+++ PROVIDED ENTRIES +++
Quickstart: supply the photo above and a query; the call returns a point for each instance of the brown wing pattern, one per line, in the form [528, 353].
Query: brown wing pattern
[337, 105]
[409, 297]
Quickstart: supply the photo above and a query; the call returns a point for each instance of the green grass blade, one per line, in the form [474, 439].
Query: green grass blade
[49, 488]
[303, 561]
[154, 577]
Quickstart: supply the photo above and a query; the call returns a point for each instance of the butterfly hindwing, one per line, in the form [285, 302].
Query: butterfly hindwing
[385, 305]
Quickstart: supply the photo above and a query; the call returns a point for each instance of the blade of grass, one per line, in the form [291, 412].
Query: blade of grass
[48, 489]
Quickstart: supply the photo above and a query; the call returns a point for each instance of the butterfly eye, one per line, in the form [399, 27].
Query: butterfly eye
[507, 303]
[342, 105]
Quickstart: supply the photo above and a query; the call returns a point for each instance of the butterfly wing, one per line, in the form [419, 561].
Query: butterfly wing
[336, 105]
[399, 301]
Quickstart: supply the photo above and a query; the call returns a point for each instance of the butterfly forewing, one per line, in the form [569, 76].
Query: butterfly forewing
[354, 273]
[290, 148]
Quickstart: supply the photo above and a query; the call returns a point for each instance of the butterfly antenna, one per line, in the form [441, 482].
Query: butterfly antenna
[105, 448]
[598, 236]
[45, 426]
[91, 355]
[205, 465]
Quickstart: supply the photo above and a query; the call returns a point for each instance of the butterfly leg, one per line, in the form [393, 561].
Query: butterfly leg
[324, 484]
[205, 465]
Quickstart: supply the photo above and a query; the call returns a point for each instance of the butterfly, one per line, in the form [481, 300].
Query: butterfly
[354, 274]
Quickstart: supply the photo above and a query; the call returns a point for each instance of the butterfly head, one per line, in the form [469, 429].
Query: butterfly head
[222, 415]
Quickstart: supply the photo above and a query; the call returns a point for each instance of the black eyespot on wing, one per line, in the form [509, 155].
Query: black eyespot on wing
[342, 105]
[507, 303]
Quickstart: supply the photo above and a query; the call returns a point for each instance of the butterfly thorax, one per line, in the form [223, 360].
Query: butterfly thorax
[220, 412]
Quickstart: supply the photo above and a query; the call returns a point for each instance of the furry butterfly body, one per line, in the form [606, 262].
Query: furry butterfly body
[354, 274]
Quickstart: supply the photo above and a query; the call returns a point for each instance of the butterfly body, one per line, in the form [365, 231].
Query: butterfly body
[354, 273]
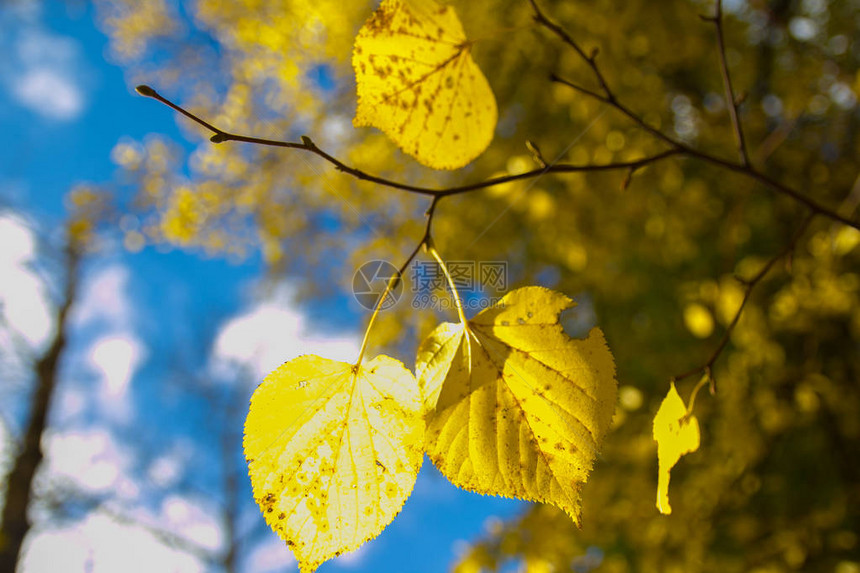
+++
§ TASK TO CARRY OUT
Gather each line of the items above that contains the word "furry" and reproduce those lines in full.

§ SOLUTION TO THE EXERCISE
Quickstart: supply the photo above and a query; the call returns a point for each instance of the furry butterfly body, one per line, in the form [606, 262].
Query: furry butterfly body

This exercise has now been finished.